TASK DETAILS
The listing below is the input. Say how many of its lines contain "prompts", giving the number alone.

RAW DATA
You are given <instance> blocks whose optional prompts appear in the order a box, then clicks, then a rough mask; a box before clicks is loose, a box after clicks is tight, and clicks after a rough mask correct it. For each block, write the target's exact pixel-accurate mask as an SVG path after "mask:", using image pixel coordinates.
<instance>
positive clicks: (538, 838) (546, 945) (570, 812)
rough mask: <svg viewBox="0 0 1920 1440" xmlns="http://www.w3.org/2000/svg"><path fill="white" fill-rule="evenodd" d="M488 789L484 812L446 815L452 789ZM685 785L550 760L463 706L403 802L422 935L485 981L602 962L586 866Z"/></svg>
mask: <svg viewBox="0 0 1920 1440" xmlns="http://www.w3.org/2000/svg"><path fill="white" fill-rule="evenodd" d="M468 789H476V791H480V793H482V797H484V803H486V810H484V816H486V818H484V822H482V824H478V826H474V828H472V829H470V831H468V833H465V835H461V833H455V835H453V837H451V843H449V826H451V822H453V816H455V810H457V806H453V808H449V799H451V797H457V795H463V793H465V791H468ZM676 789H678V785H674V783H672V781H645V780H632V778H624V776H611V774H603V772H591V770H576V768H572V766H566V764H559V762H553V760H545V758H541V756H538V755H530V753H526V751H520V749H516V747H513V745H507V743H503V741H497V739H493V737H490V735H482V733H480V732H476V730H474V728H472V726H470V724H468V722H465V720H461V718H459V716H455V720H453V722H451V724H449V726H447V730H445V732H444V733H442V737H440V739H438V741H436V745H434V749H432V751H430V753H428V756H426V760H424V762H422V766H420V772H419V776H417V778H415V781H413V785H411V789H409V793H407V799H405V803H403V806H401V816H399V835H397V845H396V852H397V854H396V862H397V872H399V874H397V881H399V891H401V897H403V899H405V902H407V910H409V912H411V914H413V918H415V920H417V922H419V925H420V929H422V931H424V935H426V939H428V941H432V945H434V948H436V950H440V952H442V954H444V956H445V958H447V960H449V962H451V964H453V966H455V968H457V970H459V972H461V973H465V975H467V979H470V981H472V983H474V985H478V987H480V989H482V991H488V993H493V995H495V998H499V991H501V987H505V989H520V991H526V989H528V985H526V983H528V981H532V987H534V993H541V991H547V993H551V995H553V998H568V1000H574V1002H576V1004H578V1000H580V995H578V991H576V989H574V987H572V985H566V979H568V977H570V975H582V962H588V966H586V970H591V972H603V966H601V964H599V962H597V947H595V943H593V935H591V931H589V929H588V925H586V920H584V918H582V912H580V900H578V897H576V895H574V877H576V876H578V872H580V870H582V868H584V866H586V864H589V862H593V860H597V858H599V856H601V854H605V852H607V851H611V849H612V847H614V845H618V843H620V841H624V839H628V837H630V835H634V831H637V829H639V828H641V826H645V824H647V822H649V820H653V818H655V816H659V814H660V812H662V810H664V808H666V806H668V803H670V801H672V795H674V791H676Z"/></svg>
...
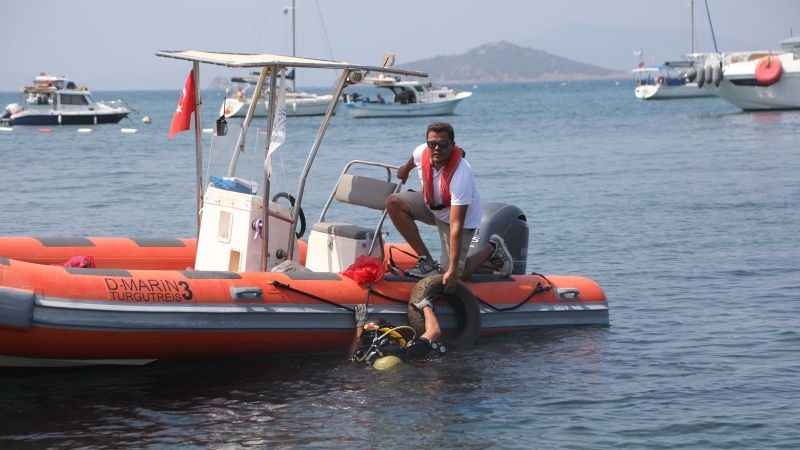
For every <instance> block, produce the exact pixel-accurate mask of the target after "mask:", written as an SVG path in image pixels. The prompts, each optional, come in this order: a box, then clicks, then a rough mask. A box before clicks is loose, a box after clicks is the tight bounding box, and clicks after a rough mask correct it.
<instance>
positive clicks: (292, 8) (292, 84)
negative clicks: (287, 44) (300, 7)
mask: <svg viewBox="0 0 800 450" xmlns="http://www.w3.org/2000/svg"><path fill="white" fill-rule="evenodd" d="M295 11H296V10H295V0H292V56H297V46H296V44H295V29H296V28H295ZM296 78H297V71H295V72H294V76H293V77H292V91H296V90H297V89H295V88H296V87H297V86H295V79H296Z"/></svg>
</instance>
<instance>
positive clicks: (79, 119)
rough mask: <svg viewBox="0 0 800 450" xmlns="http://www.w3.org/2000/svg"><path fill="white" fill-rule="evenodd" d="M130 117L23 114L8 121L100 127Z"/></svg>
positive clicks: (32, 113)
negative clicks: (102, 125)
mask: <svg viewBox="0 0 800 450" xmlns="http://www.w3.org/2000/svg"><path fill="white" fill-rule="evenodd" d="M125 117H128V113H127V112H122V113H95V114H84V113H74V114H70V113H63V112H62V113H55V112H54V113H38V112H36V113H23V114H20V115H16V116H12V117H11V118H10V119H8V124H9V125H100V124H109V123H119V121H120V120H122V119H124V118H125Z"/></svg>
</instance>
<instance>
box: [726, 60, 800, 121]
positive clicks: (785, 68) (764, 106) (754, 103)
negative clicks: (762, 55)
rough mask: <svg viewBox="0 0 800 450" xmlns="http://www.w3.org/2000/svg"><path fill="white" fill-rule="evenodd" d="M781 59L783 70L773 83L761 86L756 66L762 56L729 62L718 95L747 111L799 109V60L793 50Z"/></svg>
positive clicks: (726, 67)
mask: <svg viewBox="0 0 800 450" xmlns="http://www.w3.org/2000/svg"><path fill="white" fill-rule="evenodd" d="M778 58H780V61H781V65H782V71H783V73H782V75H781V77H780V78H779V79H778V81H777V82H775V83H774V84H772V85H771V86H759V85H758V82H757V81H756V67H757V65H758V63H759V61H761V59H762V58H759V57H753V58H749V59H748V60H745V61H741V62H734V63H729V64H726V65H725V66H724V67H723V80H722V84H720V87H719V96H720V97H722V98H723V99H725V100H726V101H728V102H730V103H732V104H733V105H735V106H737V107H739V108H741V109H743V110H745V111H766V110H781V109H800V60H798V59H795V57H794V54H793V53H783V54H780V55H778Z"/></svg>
==
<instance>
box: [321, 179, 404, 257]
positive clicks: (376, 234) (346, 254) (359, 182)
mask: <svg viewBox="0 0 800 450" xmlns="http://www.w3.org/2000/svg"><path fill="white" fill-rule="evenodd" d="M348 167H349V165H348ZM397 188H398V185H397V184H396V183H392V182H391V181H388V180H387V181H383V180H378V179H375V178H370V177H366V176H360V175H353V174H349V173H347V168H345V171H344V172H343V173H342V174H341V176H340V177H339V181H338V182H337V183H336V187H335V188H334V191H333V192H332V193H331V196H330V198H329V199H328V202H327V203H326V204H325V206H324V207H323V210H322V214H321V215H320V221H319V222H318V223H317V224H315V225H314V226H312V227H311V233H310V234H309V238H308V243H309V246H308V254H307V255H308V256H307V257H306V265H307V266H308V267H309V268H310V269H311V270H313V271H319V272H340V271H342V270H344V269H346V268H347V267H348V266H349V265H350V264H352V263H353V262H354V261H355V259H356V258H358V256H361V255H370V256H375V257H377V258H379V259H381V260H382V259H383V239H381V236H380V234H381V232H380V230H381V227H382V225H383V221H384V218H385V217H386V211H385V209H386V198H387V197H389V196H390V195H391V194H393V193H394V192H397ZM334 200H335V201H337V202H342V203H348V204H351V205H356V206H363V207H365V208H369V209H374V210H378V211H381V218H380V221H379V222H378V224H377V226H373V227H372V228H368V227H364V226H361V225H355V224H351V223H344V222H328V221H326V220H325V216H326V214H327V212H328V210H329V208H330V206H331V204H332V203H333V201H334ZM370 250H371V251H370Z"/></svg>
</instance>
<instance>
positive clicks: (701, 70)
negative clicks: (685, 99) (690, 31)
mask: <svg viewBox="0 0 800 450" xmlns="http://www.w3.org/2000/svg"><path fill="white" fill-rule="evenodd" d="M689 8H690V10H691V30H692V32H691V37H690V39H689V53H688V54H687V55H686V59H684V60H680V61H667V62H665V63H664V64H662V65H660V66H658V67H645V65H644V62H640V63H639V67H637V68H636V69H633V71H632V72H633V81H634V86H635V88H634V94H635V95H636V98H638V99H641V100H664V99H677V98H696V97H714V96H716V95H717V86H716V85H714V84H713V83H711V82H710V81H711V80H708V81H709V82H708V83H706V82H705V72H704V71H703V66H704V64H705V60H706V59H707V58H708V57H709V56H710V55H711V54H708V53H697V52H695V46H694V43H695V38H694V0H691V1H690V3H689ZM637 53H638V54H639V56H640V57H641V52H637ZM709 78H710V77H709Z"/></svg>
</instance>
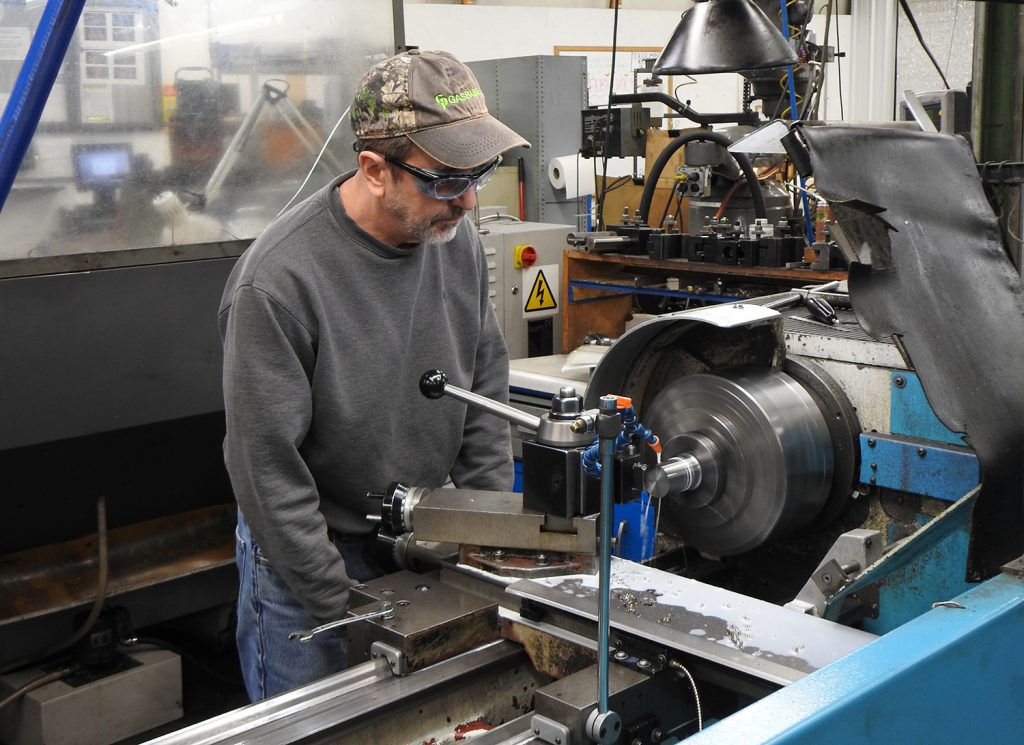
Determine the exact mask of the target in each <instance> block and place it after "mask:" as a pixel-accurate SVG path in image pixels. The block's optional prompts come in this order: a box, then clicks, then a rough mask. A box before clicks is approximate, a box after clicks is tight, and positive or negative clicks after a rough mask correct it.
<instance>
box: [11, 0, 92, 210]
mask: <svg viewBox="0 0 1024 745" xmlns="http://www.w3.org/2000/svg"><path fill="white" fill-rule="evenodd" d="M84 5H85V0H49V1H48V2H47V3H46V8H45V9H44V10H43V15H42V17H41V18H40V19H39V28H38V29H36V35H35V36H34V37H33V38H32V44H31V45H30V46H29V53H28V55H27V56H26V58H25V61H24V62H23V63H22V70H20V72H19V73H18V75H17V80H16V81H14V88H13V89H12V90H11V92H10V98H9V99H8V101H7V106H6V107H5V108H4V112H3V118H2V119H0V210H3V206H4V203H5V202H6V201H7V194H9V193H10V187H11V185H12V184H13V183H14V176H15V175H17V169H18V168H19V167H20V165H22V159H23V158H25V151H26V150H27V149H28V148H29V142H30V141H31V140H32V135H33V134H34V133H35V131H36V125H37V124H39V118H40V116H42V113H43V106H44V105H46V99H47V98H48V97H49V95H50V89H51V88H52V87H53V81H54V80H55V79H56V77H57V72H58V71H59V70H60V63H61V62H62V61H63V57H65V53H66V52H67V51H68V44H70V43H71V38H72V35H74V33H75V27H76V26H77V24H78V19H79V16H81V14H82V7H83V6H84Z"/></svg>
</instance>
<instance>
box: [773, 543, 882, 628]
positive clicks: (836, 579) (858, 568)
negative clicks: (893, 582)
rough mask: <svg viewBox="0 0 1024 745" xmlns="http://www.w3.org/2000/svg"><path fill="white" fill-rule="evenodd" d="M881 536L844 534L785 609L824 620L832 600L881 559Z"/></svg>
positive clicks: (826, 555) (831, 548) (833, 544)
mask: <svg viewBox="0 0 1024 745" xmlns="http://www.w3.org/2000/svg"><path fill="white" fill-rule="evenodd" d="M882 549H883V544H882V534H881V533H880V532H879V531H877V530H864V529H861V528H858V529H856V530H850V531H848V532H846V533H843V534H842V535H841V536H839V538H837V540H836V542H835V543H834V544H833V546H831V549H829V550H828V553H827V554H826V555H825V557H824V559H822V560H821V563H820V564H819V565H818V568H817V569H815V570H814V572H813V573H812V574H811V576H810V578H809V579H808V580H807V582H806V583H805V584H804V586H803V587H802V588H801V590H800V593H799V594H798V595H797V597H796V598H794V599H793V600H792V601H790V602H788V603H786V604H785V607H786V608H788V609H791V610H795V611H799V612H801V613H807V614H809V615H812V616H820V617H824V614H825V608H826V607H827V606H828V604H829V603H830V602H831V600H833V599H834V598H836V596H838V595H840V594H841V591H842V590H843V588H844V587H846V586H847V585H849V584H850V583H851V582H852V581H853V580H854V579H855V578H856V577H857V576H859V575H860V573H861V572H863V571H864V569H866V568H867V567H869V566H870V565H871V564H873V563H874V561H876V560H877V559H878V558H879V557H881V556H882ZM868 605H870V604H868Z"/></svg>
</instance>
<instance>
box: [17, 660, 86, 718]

WRITTEN RESPONSE
3